___ Data for processing ___

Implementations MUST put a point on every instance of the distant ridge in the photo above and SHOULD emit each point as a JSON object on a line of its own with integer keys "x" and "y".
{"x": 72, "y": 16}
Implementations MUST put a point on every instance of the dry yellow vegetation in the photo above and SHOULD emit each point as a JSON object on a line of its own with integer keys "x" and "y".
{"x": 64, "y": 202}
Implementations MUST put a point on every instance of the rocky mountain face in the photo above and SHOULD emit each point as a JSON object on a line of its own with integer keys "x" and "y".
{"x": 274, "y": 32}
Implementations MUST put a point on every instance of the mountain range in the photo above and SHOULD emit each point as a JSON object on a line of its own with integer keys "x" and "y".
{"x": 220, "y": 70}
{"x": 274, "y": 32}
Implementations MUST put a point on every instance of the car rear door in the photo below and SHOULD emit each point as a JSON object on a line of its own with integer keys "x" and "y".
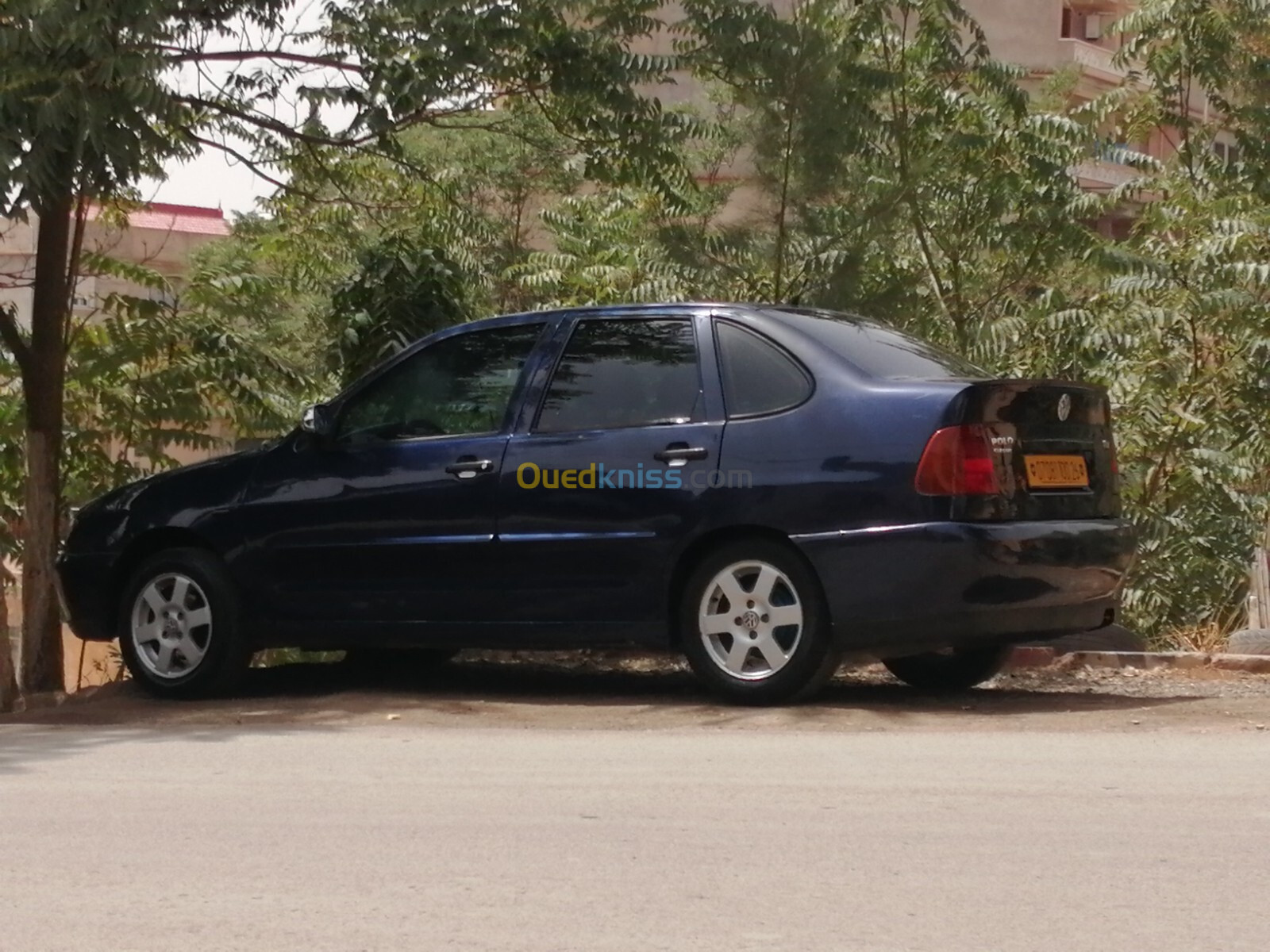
{"x": 606, "y": 474}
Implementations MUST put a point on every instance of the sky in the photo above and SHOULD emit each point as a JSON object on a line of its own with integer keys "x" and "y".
{"x": 213, "y": 181}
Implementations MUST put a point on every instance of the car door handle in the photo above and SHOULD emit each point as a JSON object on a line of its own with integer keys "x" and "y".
{"x": 467, "y": 467}
{"x": 679, "y": 454}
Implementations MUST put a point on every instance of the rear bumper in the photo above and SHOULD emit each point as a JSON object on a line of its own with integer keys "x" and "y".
{"x": 84, "y": 583}
{"x": 912, "y": 588}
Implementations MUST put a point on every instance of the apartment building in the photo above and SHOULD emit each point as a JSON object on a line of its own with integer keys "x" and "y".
{"x": 160, "y": 236}
{"x": 1047, "y": 37}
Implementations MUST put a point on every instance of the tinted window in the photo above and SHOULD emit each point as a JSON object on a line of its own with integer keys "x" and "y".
{"x": 882, "y": 352}
{"x": 456, "y": 386}
{"x": 624, "y": 374}
{"x": 757, "y": 378}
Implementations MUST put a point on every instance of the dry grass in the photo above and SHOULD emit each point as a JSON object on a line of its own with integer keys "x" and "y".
{"x": 1210, "y": 639}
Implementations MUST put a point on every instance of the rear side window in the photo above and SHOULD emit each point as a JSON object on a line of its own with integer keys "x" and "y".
{"x": 619, "y": 374}
{"x": 757, "y": 378}
{"x": 880, "y": 352}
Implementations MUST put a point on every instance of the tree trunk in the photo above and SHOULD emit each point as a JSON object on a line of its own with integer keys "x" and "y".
{"x": 44, "y": 385}
{"x": 8, "y": 685}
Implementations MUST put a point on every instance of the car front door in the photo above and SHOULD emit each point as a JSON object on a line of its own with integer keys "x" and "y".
{"x": 391, "y": 518}
{"x": 605, "y": 478}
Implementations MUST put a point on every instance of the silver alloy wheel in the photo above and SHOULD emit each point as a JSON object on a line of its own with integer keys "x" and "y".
{"x": 751, "y": 620}
{"x": 171, "y": 626}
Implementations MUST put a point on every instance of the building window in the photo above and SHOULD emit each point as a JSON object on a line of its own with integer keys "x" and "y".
{"x": 1227, "y": 152}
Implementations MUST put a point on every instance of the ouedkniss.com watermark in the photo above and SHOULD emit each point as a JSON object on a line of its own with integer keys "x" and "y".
{"x": 600, "y": 476}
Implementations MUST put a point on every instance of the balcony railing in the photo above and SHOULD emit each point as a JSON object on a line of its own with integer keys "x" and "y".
{"x": 1094, "y": 57}
{"x": 1102, "y": 171}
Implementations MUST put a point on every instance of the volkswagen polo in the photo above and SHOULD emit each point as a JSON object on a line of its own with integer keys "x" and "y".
{"x": 765, "y": 489}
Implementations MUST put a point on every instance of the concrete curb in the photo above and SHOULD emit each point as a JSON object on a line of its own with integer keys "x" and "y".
{"x": 1029, "y": 657}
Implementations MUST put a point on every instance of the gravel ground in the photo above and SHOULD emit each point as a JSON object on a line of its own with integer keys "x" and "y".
{"x": 606, "y": 689}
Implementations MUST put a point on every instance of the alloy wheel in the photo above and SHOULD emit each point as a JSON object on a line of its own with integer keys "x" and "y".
{"x": 751, "y": 620}
{"x": 171, "y": 626}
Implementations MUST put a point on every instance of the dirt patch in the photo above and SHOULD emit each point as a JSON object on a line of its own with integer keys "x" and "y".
{"x": 571, "y": 691}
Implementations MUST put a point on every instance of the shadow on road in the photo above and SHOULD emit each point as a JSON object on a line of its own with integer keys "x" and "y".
{"x": 556, "y": 679}
{"x": 571, "y": 691}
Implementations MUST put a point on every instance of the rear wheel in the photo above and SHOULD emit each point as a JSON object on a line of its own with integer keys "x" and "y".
{"x": 956, "y": 670}
{"x": 755, "y": 625}
{"x": 179, "y": 630}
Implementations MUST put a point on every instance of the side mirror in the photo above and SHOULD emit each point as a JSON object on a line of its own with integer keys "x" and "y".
{"x": 317, "y": 419}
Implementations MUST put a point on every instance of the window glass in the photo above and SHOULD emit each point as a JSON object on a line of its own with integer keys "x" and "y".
{"x": 456, "y": 386}
{"x": 624, "y": 374}
{"x": 757, "y": 378}
{"x": 878, "y": 351}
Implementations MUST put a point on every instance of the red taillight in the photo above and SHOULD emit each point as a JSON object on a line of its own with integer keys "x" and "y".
{"x": 958, "y": 461}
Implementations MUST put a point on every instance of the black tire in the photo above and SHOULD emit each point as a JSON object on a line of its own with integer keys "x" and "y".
{"x": 812, "y": 657}
{"x": 952, "y": 670}
{"x": 1250, "y": 641}
{"x": 1110, "y": 638}
{"x": 226, "y": 649}
{"x": 387, "y": 663}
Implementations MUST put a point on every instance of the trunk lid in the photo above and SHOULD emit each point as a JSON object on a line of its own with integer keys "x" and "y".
{"x": 1052, "y": 446}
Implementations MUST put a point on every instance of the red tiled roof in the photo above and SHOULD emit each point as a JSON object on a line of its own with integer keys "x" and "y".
{"x": 182, "y": 219}
{"x": 187, "y": 219}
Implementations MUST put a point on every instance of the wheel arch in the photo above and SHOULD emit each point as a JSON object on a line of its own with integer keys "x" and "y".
{"x": 148, "y": 543}
{"x": 705, "y": 543}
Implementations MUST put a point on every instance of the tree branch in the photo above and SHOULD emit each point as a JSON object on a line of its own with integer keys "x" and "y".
{"x": 273, "y": 55}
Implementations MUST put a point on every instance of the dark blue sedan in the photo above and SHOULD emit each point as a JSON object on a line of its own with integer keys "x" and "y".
{"x": 765, "y": 489}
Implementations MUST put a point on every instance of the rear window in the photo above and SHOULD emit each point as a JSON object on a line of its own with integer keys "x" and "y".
{"x": 878, "y": 351}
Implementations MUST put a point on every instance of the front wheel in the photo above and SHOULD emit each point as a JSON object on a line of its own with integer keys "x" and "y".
{"x": 179, "y": 630}
{"x": 755, "y": 625}
{"x": 956, "y": 670}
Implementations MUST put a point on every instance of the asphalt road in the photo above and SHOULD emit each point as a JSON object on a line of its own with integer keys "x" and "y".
{"x": 412, "y": 837}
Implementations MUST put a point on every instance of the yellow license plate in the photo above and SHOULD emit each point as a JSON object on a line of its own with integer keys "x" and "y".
{"x": 1057, "y": 471}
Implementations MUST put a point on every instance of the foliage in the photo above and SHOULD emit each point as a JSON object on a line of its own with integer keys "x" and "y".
{"x": 402, "y": 292}
{"x": 152, "y": 376}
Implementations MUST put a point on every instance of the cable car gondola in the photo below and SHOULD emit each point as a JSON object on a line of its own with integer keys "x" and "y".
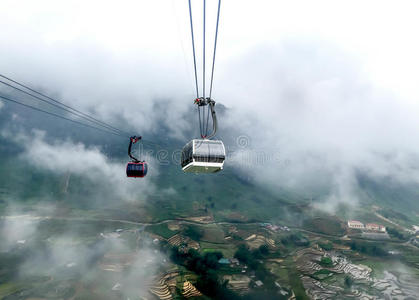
{"x": 135, "y": 168}
{"x": 204, "y": 155}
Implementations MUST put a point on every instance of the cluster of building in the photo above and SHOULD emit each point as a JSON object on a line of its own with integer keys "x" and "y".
{"x": 274, "y": 227}
{"x": 369, "y": 226}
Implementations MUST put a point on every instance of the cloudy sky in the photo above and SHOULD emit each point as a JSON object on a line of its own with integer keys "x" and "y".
{"x": 330, "y": 86}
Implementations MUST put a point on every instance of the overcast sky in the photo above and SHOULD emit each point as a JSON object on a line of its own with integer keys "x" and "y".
{"x": 332, "y": 85}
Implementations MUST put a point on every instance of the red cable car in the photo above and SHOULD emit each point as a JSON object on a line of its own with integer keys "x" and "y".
{"x": 135, "y": 168}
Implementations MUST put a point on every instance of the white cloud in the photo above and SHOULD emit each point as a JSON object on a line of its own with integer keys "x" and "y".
{"x": 90, "y": 163}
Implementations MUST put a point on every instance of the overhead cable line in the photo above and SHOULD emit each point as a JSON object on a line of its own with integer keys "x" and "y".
{"x": 204, "y": 100}
{"x": 215, "y": 46}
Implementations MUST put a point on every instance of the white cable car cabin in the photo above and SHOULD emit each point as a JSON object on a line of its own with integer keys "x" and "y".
{"x": 203, "y": 156}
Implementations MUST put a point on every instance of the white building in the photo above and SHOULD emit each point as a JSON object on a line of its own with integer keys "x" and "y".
{"x": 355, "y": 224}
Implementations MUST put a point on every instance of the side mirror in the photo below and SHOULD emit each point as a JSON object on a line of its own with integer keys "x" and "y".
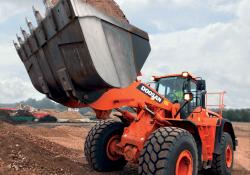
{"x": 201, "y": 85}
{"x": 188, "y": 96}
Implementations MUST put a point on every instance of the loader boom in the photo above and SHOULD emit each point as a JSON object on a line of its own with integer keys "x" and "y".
{"x": 85, "y": 53}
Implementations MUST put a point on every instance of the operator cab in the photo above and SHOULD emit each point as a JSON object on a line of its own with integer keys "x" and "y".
{"x": 174, "y": 87}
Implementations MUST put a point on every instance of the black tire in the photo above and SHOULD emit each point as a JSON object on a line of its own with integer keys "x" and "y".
{"x": 162, "y": 149}
{"x": 219, "y": 166}
{"x": 96, "y": 144}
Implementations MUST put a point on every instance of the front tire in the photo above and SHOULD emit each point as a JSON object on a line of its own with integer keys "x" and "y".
{"x": 104, "y": 134}
{"x": 169, "y": 151}
{"x": 223, "y": 163}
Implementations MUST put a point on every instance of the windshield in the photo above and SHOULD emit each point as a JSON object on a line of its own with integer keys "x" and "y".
{"x": 172, "y": 88}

___

→ What is being asked
Leave out every line ahead of the one containing "of the windshield" and print the rest of the listing exactly.

→ Task answer
Implementations MUST put a point on every instance of the windshield in the photo above and SHOULD emit each point as a JSON object on a line of its own with integer keys "x" and "y".
{"x": 172, "y": 88}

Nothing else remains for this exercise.